Top of Task data

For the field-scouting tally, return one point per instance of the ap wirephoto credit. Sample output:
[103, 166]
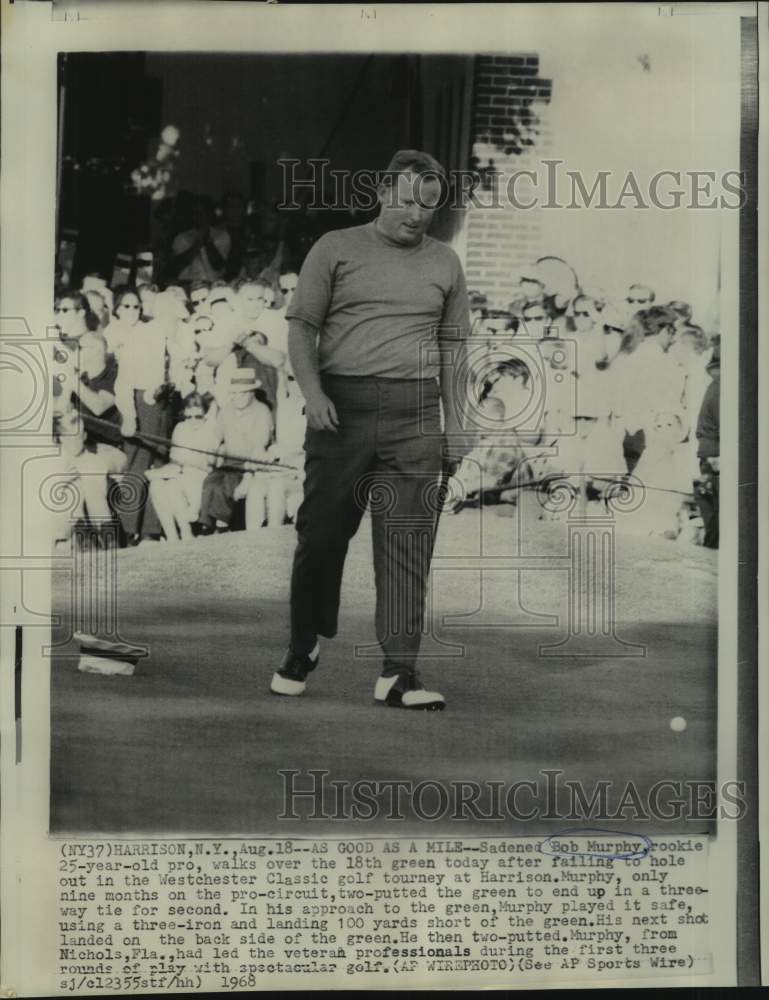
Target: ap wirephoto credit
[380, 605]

Bottom of Task data
Top of Task data

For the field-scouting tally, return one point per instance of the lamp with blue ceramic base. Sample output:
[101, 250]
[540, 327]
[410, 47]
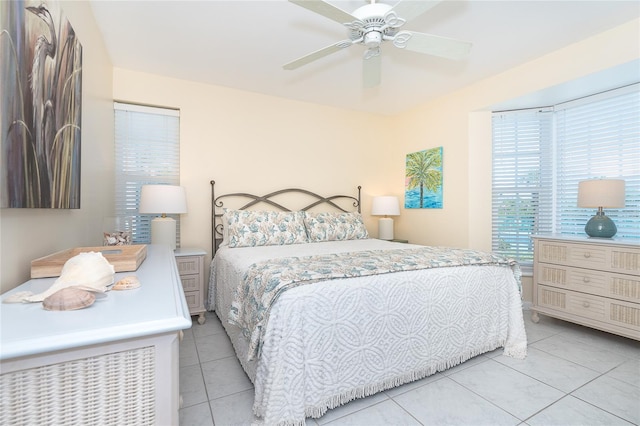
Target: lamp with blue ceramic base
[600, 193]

Bottom of Task data

▸ Exercise aim: Which lines of the data above contain the string "return"? Copy each of them.

▸ Answer section:
For the field-scouting tally, return one point per instance of the ap wirephoto credit. Sample output:
For the field-scouting tally, return one point per instance of the lamp with blue ceramic base. Sample output:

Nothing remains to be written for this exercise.